Please answer from the passage on Kandinsky's ethnographic writing: in what year was his semifictional 'Reminiscences' published?

**Passage given**.
========================

ARTISTIC ETHNOGRAPHY

My analysis so far has attempted to identify some of the complexities (historical and disciplinary) of Kandinsky's ethnographic writing. From this, I have shown that Kandinsky's ethnographic work cannot be fitted into a single theoretical paradigm. The scientific framework for his ethnographic research comprised questionnaire-type guidelines for interrogating an unfamiliar research object and thus collecting relevant cultural data. I now want to develop my suggestion that this framework suppressed many aspects of his fieldwork experience; these 'suppressions', I will argue, were given expression in his semifictional 'Reminiscences', published in 1913. Here, instead of following a written questionnaire in order to hunt out remnants of indigenous religious concepts, he focused on things that he saw, specifically material culture, art and architecture. As recent scholars have recognized, the study of art and aesthetics continues to be marginalized within cultural anthropology, and this was even more the case at the turn of the century.65 I will attempt to understand Kandinsky's move from an ethnographic study of religious conceptions to an aesthetic appreciation of traditional artistic cultures within this disciplinary context. Hence the following section concentrates on the visualist quality of his ethnographic remembrances, whereby Kandinsky foregrounded the aesthetic/sensory aspects of his field work and, in particular, focused on his experience of colour. At the same time, I consider how, in the process of rewriting his ethnographic experiences within 'Reminiscences', Kandinsky abandoned his earlier aspirations for scientific objectivity. He represented his ethnographic work instead as a first-person narrative of subjective enlightenment, one embedded within a series of revelatory artistic experiences: 'Reminiscences', in other words, emphasizes the reflexive, experiential dimension of his ethnographic work.

========================

**Data rows**.
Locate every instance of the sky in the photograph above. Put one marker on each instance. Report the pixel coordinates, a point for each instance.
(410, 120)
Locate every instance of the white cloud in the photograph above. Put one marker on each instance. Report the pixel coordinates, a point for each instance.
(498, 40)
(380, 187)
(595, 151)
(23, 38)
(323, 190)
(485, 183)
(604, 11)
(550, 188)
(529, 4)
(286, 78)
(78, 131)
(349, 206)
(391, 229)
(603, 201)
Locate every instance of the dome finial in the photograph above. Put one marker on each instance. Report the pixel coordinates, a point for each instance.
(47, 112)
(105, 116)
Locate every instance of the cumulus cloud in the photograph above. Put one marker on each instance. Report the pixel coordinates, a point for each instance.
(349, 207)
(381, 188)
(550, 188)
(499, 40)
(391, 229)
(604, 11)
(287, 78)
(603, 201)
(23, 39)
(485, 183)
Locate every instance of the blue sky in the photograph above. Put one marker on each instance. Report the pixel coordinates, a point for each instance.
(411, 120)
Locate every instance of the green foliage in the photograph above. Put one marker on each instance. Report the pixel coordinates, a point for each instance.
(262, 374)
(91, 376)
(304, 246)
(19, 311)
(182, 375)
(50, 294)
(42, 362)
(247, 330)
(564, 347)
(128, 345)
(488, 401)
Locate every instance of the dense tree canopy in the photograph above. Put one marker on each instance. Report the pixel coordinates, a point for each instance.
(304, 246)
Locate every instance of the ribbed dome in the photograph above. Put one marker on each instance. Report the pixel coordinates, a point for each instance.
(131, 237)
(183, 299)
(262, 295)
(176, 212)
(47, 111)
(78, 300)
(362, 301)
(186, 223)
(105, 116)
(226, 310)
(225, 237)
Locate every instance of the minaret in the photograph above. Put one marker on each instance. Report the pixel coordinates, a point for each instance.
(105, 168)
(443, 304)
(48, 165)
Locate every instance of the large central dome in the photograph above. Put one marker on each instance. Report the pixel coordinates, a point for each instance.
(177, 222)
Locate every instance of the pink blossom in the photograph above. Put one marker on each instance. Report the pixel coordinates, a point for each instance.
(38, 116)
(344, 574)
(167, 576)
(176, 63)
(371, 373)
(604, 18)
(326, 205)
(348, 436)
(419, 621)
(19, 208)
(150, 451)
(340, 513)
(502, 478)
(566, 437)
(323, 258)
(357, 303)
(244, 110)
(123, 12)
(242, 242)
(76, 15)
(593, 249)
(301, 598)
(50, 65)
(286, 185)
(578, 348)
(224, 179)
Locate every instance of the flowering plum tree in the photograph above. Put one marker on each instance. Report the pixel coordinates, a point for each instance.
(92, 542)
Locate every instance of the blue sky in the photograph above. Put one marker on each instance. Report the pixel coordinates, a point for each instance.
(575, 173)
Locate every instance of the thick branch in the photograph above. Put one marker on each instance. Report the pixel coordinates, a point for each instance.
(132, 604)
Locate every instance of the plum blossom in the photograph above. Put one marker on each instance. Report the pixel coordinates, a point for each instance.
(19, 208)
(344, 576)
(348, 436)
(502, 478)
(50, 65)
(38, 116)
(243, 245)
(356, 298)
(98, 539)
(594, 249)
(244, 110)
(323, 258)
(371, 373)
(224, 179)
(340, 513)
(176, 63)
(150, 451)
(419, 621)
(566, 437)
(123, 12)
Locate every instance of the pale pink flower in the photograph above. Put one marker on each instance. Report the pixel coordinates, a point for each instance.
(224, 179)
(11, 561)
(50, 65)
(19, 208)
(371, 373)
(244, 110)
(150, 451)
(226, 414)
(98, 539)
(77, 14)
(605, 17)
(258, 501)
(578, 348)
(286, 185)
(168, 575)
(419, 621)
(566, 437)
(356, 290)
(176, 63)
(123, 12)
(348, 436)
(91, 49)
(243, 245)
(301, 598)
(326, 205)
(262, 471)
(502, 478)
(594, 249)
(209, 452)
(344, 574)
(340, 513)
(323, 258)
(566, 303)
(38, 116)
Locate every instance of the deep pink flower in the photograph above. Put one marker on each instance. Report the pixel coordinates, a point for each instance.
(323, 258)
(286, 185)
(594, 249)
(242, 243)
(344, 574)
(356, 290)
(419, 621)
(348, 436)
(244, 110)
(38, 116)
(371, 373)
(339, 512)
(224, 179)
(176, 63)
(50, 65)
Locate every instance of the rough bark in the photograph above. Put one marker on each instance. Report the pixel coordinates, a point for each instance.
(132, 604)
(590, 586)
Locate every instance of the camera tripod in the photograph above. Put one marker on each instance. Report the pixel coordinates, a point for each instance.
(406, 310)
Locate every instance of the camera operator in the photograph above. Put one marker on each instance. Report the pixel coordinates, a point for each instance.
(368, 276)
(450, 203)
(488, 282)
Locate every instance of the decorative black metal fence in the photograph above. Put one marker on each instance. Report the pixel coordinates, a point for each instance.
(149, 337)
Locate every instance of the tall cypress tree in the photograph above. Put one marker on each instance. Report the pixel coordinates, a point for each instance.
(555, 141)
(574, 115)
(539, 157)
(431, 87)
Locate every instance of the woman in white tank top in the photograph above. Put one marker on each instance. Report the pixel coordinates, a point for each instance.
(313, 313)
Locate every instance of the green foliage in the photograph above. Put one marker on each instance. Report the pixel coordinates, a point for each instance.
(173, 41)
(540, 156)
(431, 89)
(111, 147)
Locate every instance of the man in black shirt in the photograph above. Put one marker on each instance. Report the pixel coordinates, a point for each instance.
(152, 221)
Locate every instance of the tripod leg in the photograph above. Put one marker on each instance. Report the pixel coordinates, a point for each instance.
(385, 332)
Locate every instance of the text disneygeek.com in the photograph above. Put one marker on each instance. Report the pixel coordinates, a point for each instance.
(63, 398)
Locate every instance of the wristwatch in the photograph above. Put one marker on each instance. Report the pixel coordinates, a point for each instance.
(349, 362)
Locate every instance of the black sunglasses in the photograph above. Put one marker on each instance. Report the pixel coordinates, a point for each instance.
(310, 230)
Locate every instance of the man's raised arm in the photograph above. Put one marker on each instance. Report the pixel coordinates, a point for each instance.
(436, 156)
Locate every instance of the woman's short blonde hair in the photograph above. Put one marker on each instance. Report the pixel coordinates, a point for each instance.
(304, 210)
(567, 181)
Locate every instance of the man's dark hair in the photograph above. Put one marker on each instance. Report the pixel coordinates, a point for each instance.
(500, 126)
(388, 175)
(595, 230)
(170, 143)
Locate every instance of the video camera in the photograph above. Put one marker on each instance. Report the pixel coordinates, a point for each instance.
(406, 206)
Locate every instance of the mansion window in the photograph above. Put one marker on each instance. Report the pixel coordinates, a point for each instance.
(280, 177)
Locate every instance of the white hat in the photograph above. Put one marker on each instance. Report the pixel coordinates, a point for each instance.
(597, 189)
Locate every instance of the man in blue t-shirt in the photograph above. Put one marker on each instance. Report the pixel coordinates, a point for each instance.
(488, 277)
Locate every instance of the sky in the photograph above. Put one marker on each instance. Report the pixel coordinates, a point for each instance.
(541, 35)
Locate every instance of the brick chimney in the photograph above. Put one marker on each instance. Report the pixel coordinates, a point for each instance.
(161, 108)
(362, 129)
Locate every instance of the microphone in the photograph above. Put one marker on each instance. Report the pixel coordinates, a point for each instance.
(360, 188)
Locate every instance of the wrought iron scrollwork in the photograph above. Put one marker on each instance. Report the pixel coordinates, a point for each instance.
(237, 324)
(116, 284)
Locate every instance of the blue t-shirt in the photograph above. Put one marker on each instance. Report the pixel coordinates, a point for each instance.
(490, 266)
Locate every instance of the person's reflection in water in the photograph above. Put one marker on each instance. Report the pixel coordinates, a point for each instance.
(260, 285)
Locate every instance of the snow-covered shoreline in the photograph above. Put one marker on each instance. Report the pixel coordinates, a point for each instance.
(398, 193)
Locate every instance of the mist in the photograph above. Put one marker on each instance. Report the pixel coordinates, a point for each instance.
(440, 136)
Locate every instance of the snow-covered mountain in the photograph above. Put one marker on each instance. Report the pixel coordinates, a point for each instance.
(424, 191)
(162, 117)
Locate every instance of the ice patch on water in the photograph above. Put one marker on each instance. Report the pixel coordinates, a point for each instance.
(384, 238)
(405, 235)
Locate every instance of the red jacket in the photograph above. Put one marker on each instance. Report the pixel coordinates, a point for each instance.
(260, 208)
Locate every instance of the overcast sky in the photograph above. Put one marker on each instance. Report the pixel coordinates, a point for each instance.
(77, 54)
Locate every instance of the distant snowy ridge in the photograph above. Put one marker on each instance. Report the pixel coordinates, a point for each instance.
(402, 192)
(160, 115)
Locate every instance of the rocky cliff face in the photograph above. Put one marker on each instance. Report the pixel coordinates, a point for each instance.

========================

**The output**. 1913